* Problem requirements *
Which lines in the records below contain the word "bare"? Select each of those lines and copy it, treating uppercase and lowercase as different.

==============================

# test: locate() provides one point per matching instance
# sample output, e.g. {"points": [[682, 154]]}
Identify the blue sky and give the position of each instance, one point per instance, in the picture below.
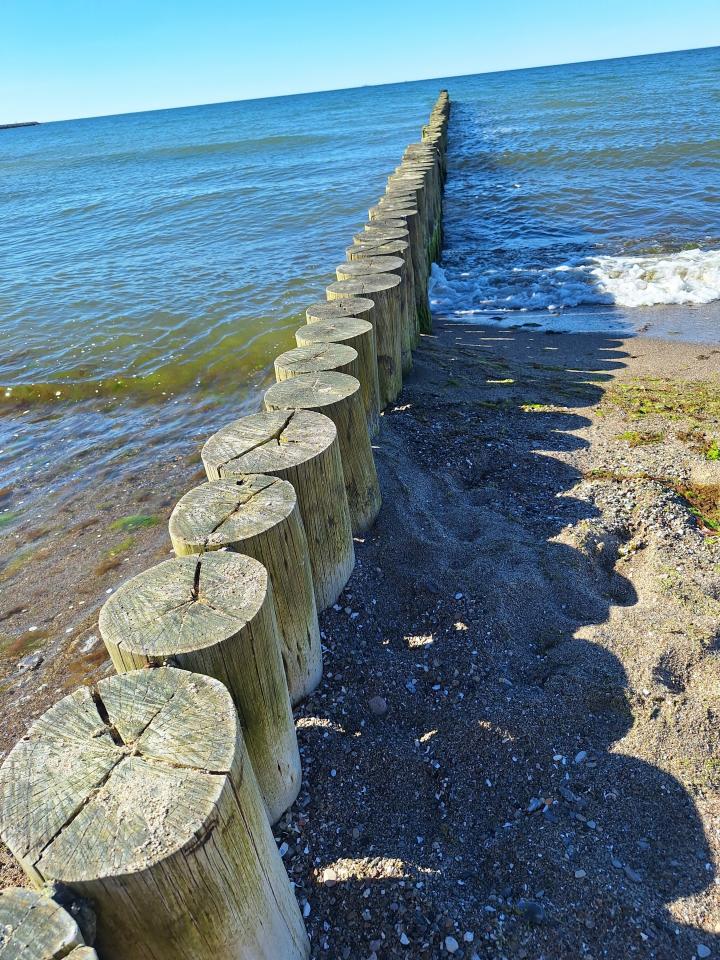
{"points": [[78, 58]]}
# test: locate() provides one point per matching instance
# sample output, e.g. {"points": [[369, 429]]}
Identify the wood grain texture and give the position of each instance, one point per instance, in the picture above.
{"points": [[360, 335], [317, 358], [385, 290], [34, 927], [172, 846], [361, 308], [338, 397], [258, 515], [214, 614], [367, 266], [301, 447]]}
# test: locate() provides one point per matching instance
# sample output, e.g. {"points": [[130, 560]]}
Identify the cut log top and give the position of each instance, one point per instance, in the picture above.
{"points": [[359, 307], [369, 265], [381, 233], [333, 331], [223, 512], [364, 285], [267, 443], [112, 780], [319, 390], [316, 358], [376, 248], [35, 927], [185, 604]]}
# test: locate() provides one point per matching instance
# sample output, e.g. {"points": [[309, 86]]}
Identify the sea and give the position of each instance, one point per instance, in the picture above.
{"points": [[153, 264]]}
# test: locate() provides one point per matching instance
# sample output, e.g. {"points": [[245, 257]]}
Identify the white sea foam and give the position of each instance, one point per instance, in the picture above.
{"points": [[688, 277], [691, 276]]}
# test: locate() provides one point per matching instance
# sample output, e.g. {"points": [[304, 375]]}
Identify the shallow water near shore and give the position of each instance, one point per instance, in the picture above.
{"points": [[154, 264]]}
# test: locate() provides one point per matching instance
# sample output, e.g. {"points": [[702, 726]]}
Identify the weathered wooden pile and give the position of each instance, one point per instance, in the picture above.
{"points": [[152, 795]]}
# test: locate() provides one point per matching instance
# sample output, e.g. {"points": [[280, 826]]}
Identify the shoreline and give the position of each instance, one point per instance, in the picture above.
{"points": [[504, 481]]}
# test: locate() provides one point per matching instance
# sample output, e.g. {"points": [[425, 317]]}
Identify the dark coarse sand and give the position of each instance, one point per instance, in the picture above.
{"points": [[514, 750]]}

==============================

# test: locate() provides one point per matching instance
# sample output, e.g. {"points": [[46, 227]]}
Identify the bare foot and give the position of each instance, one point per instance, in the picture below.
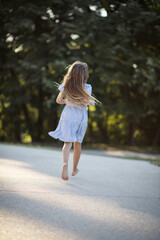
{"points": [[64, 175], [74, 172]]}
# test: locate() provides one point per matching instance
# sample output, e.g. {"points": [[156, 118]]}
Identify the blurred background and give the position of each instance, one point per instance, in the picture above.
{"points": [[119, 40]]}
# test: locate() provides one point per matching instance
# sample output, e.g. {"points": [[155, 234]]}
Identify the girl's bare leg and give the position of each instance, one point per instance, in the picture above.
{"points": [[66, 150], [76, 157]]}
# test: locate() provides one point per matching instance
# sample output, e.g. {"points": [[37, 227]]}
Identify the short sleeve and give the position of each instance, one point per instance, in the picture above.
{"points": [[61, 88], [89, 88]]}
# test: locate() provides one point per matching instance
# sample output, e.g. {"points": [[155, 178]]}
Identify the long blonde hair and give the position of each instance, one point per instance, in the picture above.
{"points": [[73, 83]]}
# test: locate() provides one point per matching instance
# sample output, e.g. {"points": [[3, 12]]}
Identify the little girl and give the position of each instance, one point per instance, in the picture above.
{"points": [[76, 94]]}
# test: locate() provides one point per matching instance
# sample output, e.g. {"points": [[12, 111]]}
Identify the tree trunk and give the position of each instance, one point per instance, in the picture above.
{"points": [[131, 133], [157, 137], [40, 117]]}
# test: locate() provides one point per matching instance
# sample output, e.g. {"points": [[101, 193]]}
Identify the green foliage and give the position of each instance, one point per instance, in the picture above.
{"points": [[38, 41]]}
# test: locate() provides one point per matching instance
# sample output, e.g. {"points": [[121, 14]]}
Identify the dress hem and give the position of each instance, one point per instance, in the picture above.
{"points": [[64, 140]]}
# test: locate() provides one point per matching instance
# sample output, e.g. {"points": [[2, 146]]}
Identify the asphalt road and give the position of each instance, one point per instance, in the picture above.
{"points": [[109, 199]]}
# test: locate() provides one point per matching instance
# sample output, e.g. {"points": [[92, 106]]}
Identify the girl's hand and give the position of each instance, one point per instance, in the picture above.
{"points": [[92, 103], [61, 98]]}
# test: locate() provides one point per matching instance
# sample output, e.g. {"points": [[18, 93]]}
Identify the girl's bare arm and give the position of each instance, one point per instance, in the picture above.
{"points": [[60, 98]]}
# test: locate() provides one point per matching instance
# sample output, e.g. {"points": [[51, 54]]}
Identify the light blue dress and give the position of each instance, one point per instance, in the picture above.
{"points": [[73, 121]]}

==============================

* Written solution *
Identify the bare foot and give the position of each instance, one point per instance, in the picture below.
Identify the girl's bare leg and give the position of each instance, one point per instance, in the picture above.
Identify the girl's bare arm and give the position of each instance, one point per instance, in the picture above.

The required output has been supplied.